Saved data entries
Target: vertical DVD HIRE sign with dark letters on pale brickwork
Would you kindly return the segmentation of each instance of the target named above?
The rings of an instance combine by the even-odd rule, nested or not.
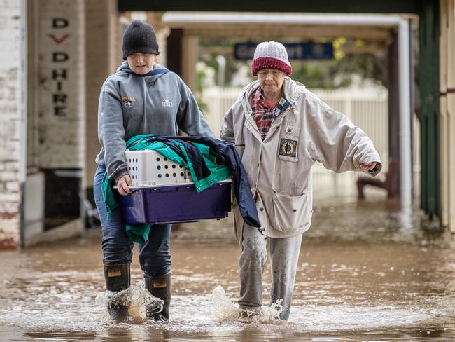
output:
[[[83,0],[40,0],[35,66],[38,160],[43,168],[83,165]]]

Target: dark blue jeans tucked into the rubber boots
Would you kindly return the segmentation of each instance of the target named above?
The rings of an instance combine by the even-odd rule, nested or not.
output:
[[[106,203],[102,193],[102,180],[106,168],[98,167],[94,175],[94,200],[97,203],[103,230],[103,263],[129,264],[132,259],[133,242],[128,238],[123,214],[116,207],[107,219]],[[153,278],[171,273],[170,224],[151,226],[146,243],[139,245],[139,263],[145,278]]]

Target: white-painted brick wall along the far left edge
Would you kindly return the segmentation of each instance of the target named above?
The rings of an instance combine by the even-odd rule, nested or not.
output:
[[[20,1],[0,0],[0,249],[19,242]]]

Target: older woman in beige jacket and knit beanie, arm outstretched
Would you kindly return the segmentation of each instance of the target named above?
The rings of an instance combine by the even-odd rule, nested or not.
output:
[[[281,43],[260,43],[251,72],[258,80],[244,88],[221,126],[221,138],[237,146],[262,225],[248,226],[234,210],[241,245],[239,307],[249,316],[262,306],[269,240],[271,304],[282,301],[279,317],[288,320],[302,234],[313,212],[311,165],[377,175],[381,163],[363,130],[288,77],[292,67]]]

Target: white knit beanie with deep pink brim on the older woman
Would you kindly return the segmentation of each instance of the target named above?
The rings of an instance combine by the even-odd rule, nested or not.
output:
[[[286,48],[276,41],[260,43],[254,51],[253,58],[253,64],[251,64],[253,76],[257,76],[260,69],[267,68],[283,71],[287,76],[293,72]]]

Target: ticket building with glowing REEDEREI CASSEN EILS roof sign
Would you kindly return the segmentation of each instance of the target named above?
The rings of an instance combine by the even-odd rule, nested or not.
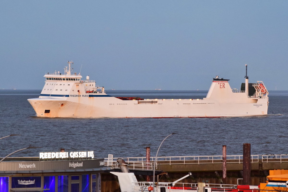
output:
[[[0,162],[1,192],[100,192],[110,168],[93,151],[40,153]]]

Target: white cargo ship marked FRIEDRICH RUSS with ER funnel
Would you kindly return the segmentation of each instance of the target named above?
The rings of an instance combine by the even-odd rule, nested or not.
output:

# [Work item]
Copy out every line of the data where the word "white" occurs.

# [Result below]
Target: white-painted brick wall along the far left edge
Target: white knit beanie with deep pink brim on the older woman
Target: white cargo ship marked FRIEDRICH RUSS with ER funnel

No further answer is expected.